- _EXTRACTED TEXT_:
___
Re: [RFC] Support for creation of Large Tensors in MXNet

2019-05-18 Thread Sheng Zha
Thanks for clarifying. This seems like a duplicate of [1] (though there wasn't 
any feedback there). I think everyone already agrees on the goal. 

> Currently, we assume the max size of each dimension.

I agree with Tao that int64_t would be necessary given that it's common to 
flatten and reshape ndarrays.

To help avoid repeating discussion and to make this discussion more productive, 
here are some of the relevant context that I'm aware of:
- The first part of the proposed change was merged in #11742 which caused 
#14496, i.e. performance degredation in transpose and imdecode. The full scope 
is still unclear.
- A compilation flag was added in #14570 so that people can explicitly opt in 
for the support without impacting others using the default setting.

Given the context, since the goal is to support large tensor by default without 
performance impact, I hope more investigation could accompany this proposal 
that covers:
- The problem: list the parts (e.g. operators) whose performance is impacted by 
changing the index type, and the amount of slow-down.
- The solution for addressing the slow-down.

Thanks.
___
- _DATA RECORDS_:
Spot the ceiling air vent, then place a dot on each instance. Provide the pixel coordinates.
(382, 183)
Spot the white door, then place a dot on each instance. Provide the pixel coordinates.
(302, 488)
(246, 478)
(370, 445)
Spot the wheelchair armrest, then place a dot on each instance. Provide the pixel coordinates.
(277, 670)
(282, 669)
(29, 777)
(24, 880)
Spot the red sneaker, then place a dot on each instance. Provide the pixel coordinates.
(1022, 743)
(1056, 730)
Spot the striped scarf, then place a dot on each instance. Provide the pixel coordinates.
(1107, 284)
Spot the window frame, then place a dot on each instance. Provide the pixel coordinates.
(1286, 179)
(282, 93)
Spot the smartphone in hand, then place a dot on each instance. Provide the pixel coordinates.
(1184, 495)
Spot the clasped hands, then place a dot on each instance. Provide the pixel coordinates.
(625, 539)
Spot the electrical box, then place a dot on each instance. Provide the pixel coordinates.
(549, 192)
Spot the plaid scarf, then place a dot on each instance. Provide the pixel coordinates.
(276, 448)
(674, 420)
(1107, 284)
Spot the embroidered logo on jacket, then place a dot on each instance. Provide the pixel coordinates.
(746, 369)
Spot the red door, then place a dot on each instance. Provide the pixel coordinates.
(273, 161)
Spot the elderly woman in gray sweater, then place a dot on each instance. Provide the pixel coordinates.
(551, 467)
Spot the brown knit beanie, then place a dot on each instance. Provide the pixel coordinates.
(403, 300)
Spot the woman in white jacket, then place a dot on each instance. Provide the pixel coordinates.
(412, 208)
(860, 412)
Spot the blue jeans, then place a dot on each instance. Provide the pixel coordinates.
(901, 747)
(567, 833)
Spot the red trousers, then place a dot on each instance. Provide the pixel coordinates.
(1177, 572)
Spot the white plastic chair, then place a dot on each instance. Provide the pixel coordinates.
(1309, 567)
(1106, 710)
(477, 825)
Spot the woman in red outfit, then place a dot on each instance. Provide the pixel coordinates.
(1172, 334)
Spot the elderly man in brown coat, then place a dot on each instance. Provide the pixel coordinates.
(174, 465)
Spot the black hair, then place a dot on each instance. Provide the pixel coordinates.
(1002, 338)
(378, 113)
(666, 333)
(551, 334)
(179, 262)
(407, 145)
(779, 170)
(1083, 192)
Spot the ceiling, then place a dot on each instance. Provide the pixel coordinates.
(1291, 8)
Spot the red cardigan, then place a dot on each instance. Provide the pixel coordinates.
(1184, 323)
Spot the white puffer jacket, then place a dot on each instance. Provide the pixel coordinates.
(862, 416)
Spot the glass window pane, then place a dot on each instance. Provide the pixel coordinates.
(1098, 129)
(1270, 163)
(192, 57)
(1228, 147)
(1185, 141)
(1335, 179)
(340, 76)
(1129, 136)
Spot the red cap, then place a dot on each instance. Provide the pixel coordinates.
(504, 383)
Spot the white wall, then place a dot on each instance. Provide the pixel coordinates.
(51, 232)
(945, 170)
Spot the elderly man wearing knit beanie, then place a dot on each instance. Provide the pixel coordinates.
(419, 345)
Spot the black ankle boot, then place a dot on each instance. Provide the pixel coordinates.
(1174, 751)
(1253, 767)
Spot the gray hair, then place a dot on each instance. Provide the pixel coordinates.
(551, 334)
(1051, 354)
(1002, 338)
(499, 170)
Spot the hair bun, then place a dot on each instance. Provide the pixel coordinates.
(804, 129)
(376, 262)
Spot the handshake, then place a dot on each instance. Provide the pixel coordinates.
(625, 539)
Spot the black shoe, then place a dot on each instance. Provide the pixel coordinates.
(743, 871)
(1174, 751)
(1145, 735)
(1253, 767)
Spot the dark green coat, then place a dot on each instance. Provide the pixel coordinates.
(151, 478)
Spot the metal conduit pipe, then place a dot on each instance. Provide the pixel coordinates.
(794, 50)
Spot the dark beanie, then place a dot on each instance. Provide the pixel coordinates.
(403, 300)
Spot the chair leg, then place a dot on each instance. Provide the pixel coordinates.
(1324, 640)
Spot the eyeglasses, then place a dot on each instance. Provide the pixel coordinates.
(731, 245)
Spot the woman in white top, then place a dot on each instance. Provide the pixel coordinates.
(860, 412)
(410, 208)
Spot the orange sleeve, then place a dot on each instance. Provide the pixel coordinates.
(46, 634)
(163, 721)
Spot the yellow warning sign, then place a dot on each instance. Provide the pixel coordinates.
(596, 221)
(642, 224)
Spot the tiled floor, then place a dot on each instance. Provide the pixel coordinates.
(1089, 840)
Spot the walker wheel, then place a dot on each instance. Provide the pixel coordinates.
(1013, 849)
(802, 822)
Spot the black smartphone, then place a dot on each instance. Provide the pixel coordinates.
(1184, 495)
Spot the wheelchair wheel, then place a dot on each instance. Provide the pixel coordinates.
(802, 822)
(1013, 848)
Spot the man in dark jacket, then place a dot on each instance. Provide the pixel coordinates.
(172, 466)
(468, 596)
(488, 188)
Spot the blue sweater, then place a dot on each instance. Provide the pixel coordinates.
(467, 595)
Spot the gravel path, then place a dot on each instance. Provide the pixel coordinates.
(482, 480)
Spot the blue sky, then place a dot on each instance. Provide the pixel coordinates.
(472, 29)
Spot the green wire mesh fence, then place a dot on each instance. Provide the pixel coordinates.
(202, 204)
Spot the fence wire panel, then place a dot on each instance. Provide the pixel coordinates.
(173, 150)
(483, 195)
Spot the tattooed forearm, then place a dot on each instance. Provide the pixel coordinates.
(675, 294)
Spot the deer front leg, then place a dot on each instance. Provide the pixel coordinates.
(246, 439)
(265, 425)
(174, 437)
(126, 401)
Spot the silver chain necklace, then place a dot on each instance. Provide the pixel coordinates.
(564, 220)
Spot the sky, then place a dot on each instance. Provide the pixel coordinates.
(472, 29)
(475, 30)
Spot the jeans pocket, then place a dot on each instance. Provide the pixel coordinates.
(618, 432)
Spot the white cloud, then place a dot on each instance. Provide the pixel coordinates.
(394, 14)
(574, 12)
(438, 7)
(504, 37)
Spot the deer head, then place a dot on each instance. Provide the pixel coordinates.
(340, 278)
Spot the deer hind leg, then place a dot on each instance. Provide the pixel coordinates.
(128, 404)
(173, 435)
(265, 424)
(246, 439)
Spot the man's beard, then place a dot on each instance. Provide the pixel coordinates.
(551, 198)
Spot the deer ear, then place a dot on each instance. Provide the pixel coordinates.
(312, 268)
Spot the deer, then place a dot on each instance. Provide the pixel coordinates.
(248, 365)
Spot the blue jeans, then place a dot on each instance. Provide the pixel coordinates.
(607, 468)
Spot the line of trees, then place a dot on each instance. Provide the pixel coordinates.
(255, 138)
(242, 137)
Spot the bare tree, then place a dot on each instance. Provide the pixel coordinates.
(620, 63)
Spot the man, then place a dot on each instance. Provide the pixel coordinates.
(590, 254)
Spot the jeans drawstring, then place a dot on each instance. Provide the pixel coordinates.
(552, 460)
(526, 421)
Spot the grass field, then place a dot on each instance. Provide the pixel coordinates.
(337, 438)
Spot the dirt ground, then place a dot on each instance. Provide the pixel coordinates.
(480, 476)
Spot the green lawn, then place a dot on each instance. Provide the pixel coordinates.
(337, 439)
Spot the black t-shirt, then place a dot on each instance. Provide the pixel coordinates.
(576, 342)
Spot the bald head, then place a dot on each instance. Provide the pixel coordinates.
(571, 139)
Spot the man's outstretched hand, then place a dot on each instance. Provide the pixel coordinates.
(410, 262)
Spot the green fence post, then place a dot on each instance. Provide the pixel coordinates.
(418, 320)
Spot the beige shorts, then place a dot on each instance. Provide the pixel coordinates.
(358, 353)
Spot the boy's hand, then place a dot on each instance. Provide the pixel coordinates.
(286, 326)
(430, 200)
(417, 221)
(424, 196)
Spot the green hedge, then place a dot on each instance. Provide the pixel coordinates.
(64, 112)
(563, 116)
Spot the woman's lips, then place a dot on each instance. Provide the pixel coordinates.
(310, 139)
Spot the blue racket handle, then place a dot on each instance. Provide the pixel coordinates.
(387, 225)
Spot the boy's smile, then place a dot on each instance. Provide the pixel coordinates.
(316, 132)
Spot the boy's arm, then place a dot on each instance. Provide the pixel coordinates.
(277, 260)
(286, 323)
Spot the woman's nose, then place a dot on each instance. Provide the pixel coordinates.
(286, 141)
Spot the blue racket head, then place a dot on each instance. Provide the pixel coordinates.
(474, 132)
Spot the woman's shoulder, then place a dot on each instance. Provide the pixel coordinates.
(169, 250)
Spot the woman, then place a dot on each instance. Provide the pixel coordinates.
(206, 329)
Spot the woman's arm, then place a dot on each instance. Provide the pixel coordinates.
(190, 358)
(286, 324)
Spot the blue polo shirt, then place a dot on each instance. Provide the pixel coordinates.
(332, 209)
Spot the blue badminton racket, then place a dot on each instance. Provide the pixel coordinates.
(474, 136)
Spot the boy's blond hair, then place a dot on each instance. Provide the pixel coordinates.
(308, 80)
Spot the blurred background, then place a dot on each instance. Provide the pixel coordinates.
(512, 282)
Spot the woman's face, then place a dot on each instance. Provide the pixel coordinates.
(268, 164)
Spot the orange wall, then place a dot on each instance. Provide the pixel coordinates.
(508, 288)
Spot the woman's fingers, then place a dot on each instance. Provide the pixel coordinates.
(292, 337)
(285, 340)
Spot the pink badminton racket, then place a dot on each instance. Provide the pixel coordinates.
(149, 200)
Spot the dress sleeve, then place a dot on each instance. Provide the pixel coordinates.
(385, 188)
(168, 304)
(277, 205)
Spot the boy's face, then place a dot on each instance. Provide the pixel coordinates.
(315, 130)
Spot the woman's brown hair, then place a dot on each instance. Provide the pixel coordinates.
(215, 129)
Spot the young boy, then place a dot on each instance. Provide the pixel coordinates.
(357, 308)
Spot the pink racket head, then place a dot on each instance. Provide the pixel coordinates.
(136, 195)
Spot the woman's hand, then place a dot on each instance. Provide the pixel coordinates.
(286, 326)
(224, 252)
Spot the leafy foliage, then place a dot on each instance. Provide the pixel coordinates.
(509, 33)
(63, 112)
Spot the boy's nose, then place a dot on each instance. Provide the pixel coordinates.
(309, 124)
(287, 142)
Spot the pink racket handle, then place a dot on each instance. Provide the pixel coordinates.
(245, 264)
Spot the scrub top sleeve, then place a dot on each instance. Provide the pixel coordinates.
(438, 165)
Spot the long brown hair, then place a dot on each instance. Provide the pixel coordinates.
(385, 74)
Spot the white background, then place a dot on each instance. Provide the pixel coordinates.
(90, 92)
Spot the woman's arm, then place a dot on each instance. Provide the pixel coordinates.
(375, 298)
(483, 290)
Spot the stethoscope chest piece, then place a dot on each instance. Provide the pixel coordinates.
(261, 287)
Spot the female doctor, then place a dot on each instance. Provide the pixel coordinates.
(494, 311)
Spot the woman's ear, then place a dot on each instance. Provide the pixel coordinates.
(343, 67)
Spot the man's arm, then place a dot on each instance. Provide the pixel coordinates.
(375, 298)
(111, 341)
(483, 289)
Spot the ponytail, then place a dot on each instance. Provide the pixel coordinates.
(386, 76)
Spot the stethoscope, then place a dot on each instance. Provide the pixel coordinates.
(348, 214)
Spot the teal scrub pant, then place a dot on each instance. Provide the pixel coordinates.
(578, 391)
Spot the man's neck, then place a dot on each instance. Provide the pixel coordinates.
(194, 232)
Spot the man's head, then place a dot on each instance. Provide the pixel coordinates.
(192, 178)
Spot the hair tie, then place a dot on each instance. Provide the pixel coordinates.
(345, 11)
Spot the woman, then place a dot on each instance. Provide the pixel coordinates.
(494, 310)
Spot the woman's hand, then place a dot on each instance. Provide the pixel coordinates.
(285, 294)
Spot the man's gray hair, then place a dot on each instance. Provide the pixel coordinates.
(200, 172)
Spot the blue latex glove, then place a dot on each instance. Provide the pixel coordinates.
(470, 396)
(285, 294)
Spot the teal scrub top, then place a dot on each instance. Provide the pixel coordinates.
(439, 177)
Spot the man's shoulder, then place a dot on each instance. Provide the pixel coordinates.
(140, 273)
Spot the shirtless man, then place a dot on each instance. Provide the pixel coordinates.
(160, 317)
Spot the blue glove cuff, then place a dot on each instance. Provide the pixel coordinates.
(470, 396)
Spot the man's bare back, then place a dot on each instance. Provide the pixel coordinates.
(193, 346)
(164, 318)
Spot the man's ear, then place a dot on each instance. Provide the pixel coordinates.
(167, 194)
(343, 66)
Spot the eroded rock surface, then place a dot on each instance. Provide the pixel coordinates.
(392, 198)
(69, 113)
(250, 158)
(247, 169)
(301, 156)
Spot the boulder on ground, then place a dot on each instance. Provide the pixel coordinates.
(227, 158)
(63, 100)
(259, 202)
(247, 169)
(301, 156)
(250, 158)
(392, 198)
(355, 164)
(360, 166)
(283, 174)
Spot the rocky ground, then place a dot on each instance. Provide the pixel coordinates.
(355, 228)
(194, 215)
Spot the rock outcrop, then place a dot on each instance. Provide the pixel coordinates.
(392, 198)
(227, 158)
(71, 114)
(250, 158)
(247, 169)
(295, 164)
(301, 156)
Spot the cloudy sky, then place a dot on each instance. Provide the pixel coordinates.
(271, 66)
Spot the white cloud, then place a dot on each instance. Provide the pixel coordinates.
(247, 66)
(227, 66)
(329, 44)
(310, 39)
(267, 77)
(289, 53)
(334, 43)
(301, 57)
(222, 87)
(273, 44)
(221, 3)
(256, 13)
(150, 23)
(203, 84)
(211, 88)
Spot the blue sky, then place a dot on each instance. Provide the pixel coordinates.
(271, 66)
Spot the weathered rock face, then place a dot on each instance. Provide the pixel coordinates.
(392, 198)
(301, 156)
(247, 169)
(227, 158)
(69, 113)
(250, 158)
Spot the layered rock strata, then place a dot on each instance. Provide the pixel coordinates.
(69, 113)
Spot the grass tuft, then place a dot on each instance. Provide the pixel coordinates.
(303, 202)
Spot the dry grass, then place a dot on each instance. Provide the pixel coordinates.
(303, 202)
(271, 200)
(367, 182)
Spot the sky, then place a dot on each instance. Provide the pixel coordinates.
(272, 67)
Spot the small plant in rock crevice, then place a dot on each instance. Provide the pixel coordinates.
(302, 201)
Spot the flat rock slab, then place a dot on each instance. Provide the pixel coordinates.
___
- _TASKS TO PERFORM_:
A: List every number marked with "#" in the large tensor thread.
B: According to the large tensor thread, what did #14570 add?
C: Copy the large tensor thread word for word, from "- A compilation" up to and including "addressing the slow-down.".
The rows have nothing to do with what follows.

- _WRITTEN ANSWERS_:
A: #11742, #14496, #14570

B: A compilation flag that lets people explicitly opt in to large tensor support without affecting others who use the default setting.

C:
- A compilation flag was added in #14570 so that people can explicitly opt in 
for the support without impacting others using the default setting.

Given the context, since the goal is to support large tensor by default without 
performance impact, I hope more investigation could accompany this proposal 
that covers:
- The problem: list the parts (e.g. operators) whose performance is impacted by 
changing the index type, and the amount of slow-down.
- The solution for addressing the slow-down.